▶ [Required task]: Below is a block of records: output all of them exactly and leave out the pictures.

Dataset records start

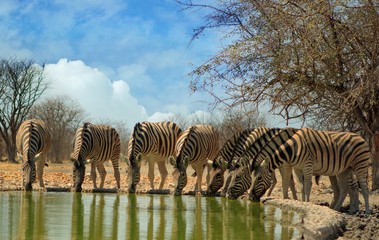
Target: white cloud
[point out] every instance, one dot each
(94, 92)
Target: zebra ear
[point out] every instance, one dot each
(37, 157)
(185, 161)
(210, 163)
(171, 160)
(20, 157)
(123, 158)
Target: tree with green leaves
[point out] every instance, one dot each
(313, 60)
(21, 83)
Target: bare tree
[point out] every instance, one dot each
(21, 84)
(315, 60)
(227, 121)
(62, 116)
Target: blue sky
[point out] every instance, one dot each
(120, 59)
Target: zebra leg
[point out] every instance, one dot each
(336, 190)
(353, 193)
(308, 173)
(116, 171)
(151, 172)
(163, 171)
(199, 172)
(102, 172)
(300, 177)
(93, 173)
(40, 165)
(365, 192)
(209, 167)
(274, 181)
(292, 186)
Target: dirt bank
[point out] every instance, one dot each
(358, 226)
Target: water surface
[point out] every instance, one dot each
(47, 215)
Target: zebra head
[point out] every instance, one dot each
(262, 180)
(29, 172)
(240, 180)
(180, 173)
(216, 176)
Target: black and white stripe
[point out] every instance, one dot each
(311, 152)
(240, 175)
(33, 140)
(195, 147)
(98, 143)
(154, 142)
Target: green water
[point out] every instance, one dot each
(46, 215)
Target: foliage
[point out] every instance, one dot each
(314, 60)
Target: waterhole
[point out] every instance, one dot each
(49, 215)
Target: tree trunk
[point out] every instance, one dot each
(375, 162)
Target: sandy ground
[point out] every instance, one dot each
(359, 226)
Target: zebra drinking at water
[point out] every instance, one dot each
(33, 140)
(221, 164)
(310, 152)
(197, 144)
(240, 176)
(154, 142)
(98, 143)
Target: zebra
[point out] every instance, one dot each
(240, 176)
(221, 163)
(310, 152)
(195, 146)
(98, 143)
(155, 142)
(33, 140)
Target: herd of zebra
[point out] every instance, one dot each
(245, 163)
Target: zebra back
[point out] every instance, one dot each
(272, 147)
(99, 142)
(153, 138)
(32, 138)
(197, 142)
(334, 152)
(227, 152)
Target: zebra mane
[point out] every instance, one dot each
(134, 133)
(241, 135)
(85, 127)
(283, 135)
(191, 129)
(30, 137)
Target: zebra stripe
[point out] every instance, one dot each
(155, 142)
(197, 144)
(33, 141)
(98, 143)
(240, 175)
(320, 153)
(231, 148)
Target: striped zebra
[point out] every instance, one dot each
(311, 152)
(195, 146)
(98, 143)
(221, 164)
(154, 142)
(240, 176)
(33, 140)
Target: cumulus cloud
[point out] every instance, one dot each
(94, 91)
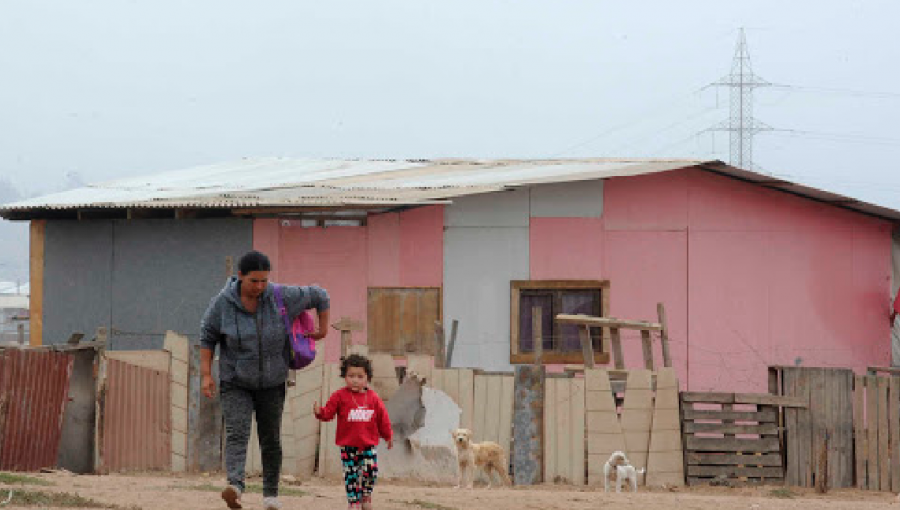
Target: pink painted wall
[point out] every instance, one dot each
(749, 276)
(394, 250)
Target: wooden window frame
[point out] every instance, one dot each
(552, 357)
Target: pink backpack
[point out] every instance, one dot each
(303, 348)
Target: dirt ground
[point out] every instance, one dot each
(198, 492)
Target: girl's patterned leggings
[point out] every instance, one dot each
(360, 471)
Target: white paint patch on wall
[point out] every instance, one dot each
(583, 199)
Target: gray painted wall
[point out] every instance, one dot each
(138, 277)
(77, 278)
(486, 245)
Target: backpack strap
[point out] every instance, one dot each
(279, 302)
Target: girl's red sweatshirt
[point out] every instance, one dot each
(362, 418)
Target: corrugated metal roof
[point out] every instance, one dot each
(286, 182)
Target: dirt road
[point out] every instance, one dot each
(158, 492)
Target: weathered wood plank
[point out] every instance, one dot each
(894, 410)
(735, 471)
(768, 429)
(647, 347)
(763, 416)
(884, 461)
(770, 459)
(872, 472)
(616, 341)
(588, 320)
(762, 445)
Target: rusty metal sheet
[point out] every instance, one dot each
(137, 428)
(34, 387)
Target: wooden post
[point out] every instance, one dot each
(229, 266)
(587, 349)
(452, 344)
(440, 353)
(647, 344)
(537, 334)
(616, 341)
(664, 334)
(346, 326)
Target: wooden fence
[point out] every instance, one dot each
(731, 436)
(876, 422)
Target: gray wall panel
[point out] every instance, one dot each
(478, 266)
(501, 209)
(77, 275)
(583, 199)
(166, 271)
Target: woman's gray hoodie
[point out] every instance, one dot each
(244, 360)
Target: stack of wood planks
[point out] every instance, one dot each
(731, 437)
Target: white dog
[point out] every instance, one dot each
(618, 469)
(488, 456)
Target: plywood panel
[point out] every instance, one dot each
(665, 462)
(604, 433)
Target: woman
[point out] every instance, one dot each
(254, 353)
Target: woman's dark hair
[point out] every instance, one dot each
(356, 360)
(254, 261)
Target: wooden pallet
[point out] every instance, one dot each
(731, 438)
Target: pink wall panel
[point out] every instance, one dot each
(728, 302)
(422, 247)
(566, 248)
(645, 268)
(384, 249)
(647, 202)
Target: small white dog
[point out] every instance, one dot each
(618, 469)
(488, 456)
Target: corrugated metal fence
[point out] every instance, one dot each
(34, 388)
(137, 429)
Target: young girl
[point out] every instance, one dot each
(362, 420)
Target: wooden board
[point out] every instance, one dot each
(329, 453)
(637, 416)
(859, 429)
(564, 429)
(604, 432)
(872, 472)
(894, 411)
(401, 320)
(884, 461)
(384, 376)
(36, 277)
(665, 463)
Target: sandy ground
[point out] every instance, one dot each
(171, 492)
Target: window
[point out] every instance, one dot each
(401, 320)
(561, 343)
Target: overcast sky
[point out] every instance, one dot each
(94, 90)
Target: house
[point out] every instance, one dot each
(752, 270)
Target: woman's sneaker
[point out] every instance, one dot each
(232, 497)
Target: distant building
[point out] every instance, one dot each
(753, 270)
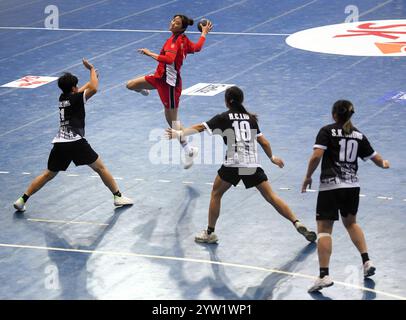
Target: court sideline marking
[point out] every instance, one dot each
(226, 264)
(145, 31)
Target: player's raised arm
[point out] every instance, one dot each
(90, 88)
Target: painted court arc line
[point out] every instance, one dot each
(68, 222)
(144, 31)
(226, 264)
(193, 182)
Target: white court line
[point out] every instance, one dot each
(146, 31)
(19, 6)
(227, 264)
(384, 198)
(282, 15)
(375, 8)
(68, 222)
(77, 34)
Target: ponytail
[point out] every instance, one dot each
(235, 97)
(185, 21)
(343, 111)
(241, 109)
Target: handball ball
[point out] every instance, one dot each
(202, 23)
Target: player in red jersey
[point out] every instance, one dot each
(167, 79)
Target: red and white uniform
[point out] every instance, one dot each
(166, 78)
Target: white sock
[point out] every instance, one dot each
(186, 147)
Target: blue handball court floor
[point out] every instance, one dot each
(72, 243)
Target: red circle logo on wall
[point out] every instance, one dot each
(363, 38)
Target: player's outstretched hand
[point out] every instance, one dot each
(278, 161)
(306, 183)
(87, 64)
(145, 51)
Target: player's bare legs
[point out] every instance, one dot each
(280, 206)
(40, 181)
(324, 250)
(219, 188)
(355, 232)
(140, 85)
(108, 180)
(99, 167)
(284, 210)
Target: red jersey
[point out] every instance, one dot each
(172, 55)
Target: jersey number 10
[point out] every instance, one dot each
(348, 150)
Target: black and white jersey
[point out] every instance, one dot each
(72, 117)
(239, 132)
(340, 160)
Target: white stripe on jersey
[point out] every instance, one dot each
(319, 146)
(171, 74)
(371, 156)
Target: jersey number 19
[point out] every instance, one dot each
(242, 130)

Dataset records end

▶ [Expected output]:
Target: white cloud
[point out] every instance, one dot each
(94, 92)
Target: zebra ear
[point out] every instance, one dot each
(37, 157)
(185, 161)
(210, 163)
(171, 160)
(20, 157)
(123, 158)
Target: tree with green leaves
[point out] every instance, one dot each
(313, 60)
(21, 83)
Target: bare tree
[point out] every instance, one dot each
(21, 84)
(315, 60)
(227, 121)
(62, 116)
Target: blue sky
[point out] every instance, one dot each
(120, 59)
Target: zebra leg
[point out] every instance, one dot each
(336, 190)
(353, 193)
(308, 173)
(116, 171)
(151, 172)
(163, 171)
(199, 172)
(102, 172)
(300, 177)
(93, 173)
(40, 165)
(365, 192)
(209, 167)
(274, 181)
(292, 186)
Target: dirt bank
[point out] every instance, one dot each
(358, 226)
Target: water surface
[point out] every instance, one dot each
(47, 215)
Target: zebra head
[point out] every instance, one dot each
(262, 180)
(29, 172)
(240, 180)
(180, 173)
(216, 176)
Target: black and white stripe
[point out] every instance, one dot each
(311, 152)
(240, 175)
(33, 140)
(195, 147)
(98, 143)
(154, 142)
Target: green water
[point out] every instance, one dot each
(46, 215)
Target: foliage
[point out] every instance, one dot each
(314, 60)
Target: waterhole
[point out] every instance, one dot each
(49, 215)
Target: tree trunk
[point out] every instance, one dot each
(375, 162)
Target: sandy ground
[point out] every instance, one dot each
(359, 226)
Target: zebra drinking at water
[point out] every instance, one dot each
(33, 140)
(221, 164)
(310, 152)
(197, 144)
(240, 176)
(154, 142)
(98, 143)
Target: zebra
[point out] every instance, one dot each
(240, 176)
(221, 163)
(310, 152)
(195, 146)
(98, 143)
(155, 142)
(33, 140)
Target: herd of zebra
[point out] every instance, one dot each
(245, 163)
Target: zebra back
[point out] every instance, one dot each
(272, 147)
(99, 142)
(153, 138)
(32, 138)
(197, 142)
(334, 152)
(227, 152)
Target: zebra mane
[point out] every instance, one dot each
(134, 133)
(241, 135)
(85, 127)
(283, 135)
(191, 129)
(30, 137)
Target: zebra stripe
[point out] every instance, one dot each
(155, 142)
(197, 144)
(33, 141)
(98, 143)
(240, 175)
(320, 153)
(231, 148)
Target: striped zebra
[point out] every instance, one dot each
(311, 152)
(195, 146)
(98, 143)
(221, 164)
(154, 142)
(240, 176)
(33, 140)
Target: cumulus cloud
[point out] every instance, one dot each
(94, 91)
Target: pink painted wall
[point out] every instance, one dot each
(749, 276)
(394, 250)
Target: wooden window frame
[point out] every instance, one dot each
(552, 357)
Target: pink backpack
[point out] every instance, one dot each
(303, 348)
Target: dirt ground
[point out] every instance, one dot each
(198, 492)
Target: girl's patterned leggings
[point out] every instance, one dot each
(360, 471)
Target: white paint patch on wall
[point out] every instance, one dot each
(583, 199)
Target: gray painted wall
[point out] every instance, one dot each
(138, 277)
(77, 278)
(486, 245)
Target: backpack strap
[point out] every instance, one dot each
(279, 302)
Target: girl's red sweatshirt
[point out] every instance, one dot each
(362, 418)
Target: corrugated metal roof
[point out] every instance, one dot each
(286, 182)
Target: dirt road
[point out] every instance, one dot each
(158, 492)
Target: weathered wood plank
[point out] every instance, one dot each
(894, 410)
(735, 471)
(768, 429)
(647, 347)
(763, 416)
(884, 461)
(770, 459)
(872, 472)
(616, 341)
(588, 320)
(762, 445)
Target: rusty metal sheet
[point out] every instance, one dot each
(137, 428)
(34, 387)
Target: wooden post
[point out] every instance, one dot each
(229, 266)
(587, 349)
(452, 344)
(440, 353)
(647, 344)
(537, 334)
(616, 341)
(664, 334)
(346, 326)
Target: wooden fence
[point out] every instance, one dot each
(731, 436)
(876, 422)
Target: gray wall panel
[point out] every instance, one dot each
(478, 266)
(501, 209)
(77, 275)
(583, 199)
(166, 271)
Target: woman's gray hoodie
[point out] every instance, one dot each
(244, 360)
Target: stack of wood planks
[point out] every instance, one dot each
(731, 437)
Target: white dog
[point out] every instance, one dot each
(618, 469)
(488, 456)
Target: plywood panel
[point out] every instance, one dot each
(665, 462)
(604, 433)
Target: woman
[point out] every instance, one dot each
(254, 353)
Target: woman's dark hair
[point out] every instance, one dot each
(356, 360)
(254, 261)
Target: wooden pallet
[point out] every instance, one dot each
(731, 438)
Target: pink wall panel
[point out] every instance, one dot each
(728, 302)
(422, 247)
(566, 248)
(645, 268)
(384, 249)
(647, 202)
Target: small white dog
[point out] every instance, one dot each
(618, 469)
(488, 456)
Target: corrugated metal fence
[point out] every instance, one dot each
(34, 388)
(137, 429)
Target: young girl
[point out] every instance, one dot each
(362, 420)
Target: wooden board
[point out] every instance, one dot each
(329, 453)
(637, 416)
(859, 429)
(564, 429)
(604, 432)
(872, 472)
(894, 411)
(401, 320)
(884, 461)
(384, 376)
(36, 277)
(665, 463)
Target: sandy ground
[point out] every instance, one dot each
(171, 492)
Target: window
[point out] every instance, one dot each
(401, 320)
(561, 343)
Target: overcast sky
[point out] every instance, one dot each
(94, 90)
Target: house
[point out] every instance, one dot each
(752, 270)
Target: woman's sneaker
[point out] every instance, one dot each
(232, 497)
Target: distant building
[point out] every instance, one dot each
(753, 270)
Target: court sideline marking
[point out] every instance, one dot each
(226, 264)
(145, 31)
Target: player's raised arm
[point out] every instance, one dot each
(90, 88)
Target: painted court arc line
[point out] every instance, one dot each
(68, 222)
(144, 31)
(226, 264)
(193, 182)
Target: white court line
[point out] every instance, one dot each
(146, 31)
(19, 6)
(227, 264)
(384, 198)
(282, 15)
(375, 8)
(68, 222)
(77, 34)
Target: ponytail
[point out] every instance, one dot each
(235, 97)
(185, 21)
(343, 111)
(241, 109)
Target: handball ball
[point out] every instance, one dot each
(202, 23)
Target: player in red jersey
[point out] every instance, one dot each
(167, 79)
Target: red and white uniform
[point out] every instance, one dot each
(166, 78)
Target: white sock
[point out] every instance, one dot each
(186, 147)
Target: blue handball court floor
[point out] every instance, one dot each
(72, 243)
Target: red circle logo on wall
[point out] every instance, one dot each
(363, 38)
Target: player's outstretched hand
[point out] every instance, one dot each
(278, 161)
(306, 183)
(87, 64)
(145, 51)
Target: player's bare legs
[point out] every instance, one dot each
(280, 206)
(40, 181)
(324, 250)
(219, 188)
(355, 232)
(140, 85)
(108, 180)
(99, 167)
(284, 210)
Target: red jersey
[point out] every instance, one dot each
(172, 55)
Target: jersey number 10
[point out] every instance, one dot each
(348, 150)
Target: black and white jersey
[point out] every instance, one dot each
(72, 117)
(239, 132)
(340, 160)
Target: white stripe on jersey
[point out] every instance, one dot each
(319, 146)
(171, 74)
(371, 156)
Target: jersey number 19
[point out] every instance, one dot each
(242, 130)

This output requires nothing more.